━━ Source data

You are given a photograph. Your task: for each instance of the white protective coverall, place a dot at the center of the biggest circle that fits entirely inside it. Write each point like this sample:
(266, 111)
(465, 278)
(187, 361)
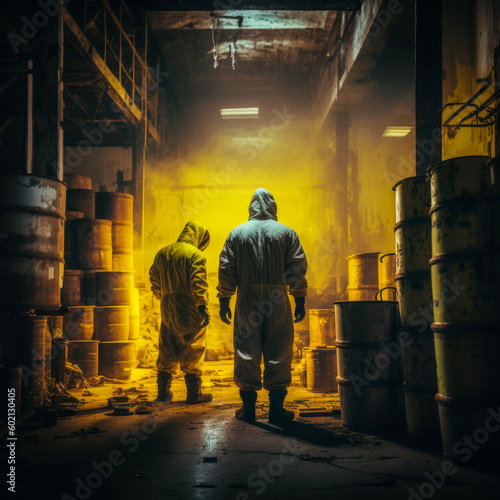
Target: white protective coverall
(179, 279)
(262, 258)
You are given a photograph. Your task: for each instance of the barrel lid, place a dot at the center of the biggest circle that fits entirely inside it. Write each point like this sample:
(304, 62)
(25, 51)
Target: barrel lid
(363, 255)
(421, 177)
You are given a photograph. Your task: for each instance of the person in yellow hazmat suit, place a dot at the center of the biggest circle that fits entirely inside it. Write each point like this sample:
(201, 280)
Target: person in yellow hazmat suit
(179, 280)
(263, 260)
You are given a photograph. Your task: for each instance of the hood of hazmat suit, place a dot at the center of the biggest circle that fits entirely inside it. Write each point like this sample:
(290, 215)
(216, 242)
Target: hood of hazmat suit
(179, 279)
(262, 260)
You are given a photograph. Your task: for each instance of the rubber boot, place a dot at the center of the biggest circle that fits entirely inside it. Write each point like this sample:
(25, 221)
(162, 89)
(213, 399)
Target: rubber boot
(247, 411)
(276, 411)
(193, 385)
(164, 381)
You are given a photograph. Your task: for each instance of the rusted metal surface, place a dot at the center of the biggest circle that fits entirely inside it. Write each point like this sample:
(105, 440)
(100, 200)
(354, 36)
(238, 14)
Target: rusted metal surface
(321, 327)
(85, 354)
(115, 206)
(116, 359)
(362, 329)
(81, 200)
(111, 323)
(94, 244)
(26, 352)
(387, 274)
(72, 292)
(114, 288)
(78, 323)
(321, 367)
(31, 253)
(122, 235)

━━━━
━━ Source data

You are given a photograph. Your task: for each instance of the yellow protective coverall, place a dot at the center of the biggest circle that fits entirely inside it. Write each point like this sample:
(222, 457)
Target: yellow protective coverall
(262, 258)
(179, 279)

━━━━

• **Requirements**
Collect every line in the records that contains the word "metal", treating uppercase and lowercase as different.

• **Result below**
You are given a photograph. Your task: for each instance of the rusted metal surface, place a dot at the center of the biggest circle that fits entirely inside it. Write each point like this sample:
Target: rusted metal surface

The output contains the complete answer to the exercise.